Work to complete -
Look for "crowd" in the records and copy every line that has it.

Records for the task -
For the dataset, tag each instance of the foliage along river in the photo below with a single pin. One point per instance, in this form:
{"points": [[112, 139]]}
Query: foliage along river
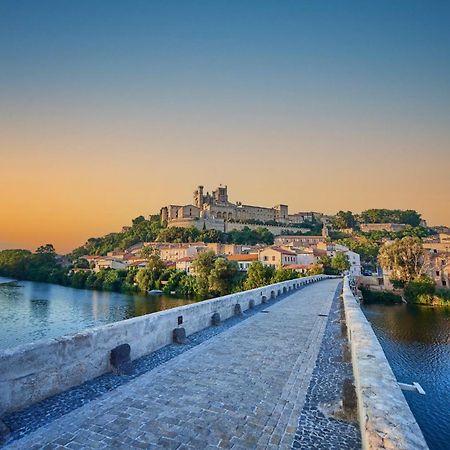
{"points": [[30, 311], [416, 340]]}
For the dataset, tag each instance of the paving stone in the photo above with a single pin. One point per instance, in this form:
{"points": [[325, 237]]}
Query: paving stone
{"points": [[240, 388]]}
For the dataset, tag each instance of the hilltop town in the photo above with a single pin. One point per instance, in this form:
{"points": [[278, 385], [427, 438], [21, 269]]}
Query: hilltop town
{"points": [[243, 242]]}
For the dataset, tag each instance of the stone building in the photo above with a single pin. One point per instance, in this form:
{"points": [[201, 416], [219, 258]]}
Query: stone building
{"points": [[217, 206]]}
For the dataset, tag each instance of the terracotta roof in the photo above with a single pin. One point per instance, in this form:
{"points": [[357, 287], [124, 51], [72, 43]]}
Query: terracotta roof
{"points": [[186, 259], [282, 250], [301, 266], [247, 257]]}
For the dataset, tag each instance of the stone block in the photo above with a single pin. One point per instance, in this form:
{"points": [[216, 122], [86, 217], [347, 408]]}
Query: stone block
{"points": [[179, 336], [120, 359], [5, 434], [215, 319]]}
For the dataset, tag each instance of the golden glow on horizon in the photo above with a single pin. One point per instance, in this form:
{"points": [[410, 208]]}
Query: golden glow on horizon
{"points": [[65, 186]]}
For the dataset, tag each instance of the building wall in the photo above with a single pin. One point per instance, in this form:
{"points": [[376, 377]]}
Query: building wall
{"points": [[299, 241], [394, 227]]}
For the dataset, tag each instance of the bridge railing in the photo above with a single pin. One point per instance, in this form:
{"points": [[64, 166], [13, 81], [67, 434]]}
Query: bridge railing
{"points": [[385, 418], [32, 372]]}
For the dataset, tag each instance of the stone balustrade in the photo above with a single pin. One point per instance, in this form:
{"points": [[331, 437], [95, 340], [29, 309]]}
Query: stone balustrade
{"points": [[386, 420], [35, 371]]}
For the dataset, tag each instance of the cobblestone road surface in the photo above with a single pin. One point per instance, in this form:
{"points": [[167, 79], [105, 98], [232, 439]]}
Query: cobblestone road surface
{"points": [[244, 388]]}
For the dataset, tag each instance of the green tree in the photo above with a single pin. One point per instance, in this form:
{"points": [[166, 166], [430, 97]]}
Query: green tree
{"points": [[340, 262], [258, 275], [403, 257], [344, 219], [148, 278], [420, 290], [202, 265], [222, 277], [283, 274]]}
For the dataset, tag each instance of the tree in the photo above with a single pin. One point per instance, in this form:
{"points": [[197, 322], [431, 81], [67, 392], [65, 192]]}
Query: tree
{"points": [[367, 249], [202, 265], [148, 278], [420, 290], [283, 274], [222, 276], [408, 217], [258, 275], [46, 249], [403, 257], [344, 219], [340, 262]]}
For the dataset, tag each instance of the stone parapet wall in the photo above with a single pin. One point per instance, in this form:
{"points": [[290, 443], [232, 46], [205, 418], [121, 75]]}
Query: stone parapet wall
{"points": [[32, 372], [385, 418]]}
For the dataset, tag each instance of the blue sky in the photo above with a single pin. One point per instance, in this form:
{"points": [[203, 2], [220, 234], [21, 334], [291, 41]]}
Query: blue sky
{"points": [[354, 84]]}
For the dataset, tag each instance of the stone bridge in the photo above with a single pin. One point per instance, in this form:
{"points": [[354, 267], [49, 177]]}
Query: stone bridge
{"points": [[291, 365]]}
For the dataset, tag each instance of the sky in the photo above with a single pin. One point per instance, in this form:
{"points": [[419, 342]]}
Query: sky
{"points": [[112, 109]]}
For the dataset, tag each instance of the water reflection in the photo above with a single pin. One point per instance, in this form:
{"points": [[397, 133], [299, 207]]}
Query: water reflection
{"points": [[31, 311], [416, 340]]}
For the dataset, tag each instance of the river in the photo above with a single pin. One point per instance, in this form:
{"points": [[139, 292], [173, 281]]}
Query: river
{"points": [[416, 340], [30, 311]]}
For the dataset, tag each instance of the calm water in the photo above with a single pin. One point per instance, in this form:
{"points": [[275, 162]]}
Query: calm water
{"points": [[31, 311], [416, 340]]}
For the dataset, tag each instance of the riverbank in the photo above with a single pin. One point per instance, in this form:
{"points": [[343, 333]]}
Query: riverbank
{"points": [[30, 311], [415, 339]]}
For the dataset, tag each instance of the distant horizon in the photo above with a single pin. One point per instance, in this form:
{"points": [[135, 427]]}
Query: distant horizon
{"points": [[66, 250], [111, 110]]}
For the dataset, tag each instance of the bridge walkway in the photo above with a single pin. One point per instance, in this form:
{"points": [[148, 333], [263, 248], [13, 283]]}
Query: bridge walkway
{"points": [[244, 388]]}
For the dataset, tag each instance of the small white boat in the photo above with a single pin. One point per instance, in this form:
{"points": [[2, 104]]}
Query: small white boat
{"points": [[155, 292]]}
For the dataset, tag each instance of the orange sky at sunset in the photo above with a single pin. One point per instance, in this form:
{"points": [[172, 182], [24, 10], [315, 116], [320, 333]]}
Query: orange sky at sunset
{"points": [[85, 181], [110, 110]]}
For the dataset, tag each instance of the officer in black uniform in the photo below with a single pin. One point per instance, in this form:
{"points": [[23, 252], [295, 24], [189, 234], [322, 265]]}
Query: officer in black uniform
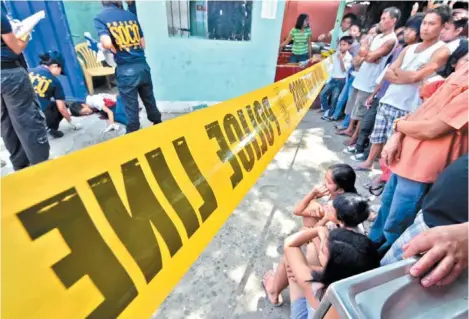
{"points": [[23, 124], [120, 32]]}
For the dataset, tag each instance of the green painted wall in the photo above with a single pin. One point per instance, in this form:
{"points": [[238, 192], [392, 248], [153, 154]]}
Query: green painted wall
{"points": [[80, 15]]}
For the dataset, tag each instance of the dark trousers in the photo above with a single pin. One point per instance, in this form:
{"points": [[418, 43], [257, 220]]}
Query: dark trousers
{"points": [[23, 126], [53, 116], [134, 80], [330, 93], [366, 128]]}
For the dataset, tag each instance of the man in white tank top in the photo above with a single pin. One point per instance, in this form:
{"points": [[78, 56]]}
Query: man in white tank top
{"points": [[416, 63], [373, 64]]}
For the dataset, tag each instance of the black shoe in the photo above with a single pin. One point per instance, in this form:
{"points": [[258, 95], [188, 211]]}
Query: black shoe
{"points": [[55, 133]]}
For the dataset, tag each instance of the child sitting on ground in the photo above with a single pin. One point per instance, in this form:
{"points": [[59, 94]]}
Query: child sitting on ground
{"points": [[339, 178], [348, 254], [348, 211]]}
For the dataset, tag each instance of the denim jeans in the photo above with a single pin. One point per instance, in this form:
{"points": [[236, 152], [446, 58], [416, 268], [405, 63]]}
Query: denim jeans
{"points": [[366, 127], [400, 203], [331, 90], [23, 124], [343, 97], [134, 80], [299, 58]]}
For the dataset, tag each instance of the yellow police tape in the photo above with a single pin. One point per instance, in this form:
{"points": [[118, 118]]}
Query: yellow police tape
{"points": [[108, 231]]}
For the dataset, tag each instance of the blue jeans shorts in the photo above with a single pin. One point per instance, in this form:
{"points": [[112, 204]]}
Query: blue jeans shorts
{"points": [[300, 309]]}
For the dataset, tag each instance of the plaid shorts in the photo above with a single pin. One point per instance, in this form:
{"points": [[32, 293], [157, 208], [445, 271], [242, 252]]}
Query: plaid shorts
{"points": [[383, 123], [395, 252]]}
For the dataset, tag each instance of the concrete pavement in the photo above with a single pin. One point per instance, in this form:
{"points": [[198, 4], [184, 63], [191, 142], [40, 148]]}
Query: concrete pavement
{"points": [[225, 282]]}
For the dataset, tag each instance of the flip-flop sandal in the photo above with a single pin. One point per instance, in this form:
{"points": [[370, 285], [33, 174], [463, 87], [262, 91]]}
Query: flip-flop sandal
{"points": [[358, 157], [342, 133], [361, 169], [280, 298], [339, 127], [349, 143], [372, 216], [377, 190]]}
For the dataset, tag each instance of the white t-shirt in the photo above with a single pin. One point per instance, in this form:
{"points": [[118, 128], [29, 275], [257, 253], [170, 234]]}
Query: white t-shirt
{"points": [[97, 101], [337, 69], [453, 45], [365, 79], [340, 35], [406, 97]]}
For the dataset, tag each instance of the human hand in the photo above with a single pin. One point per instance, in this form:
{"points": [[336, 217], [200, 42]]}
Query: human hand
{"points": [[111, 127], [392, 150], [369, 101], [446, 249], [431, 4], [315, 210], [320, 191], [76, 127], [290, 273], [415, 9]]}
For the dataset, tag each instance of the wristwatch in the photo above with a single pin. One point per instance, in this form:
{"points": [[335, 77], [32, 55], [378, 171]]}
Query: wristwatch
{"points": [[394, 124]]}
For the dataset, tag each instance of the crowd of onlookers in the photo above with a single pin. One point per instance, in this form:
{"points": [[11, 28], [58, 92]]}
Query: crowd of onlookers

Written answer -
For the dataset, tag each instance of the crowd of onlookers in the photo above with a single pin. One point per instance, in this form:
Query: crowd of onlookers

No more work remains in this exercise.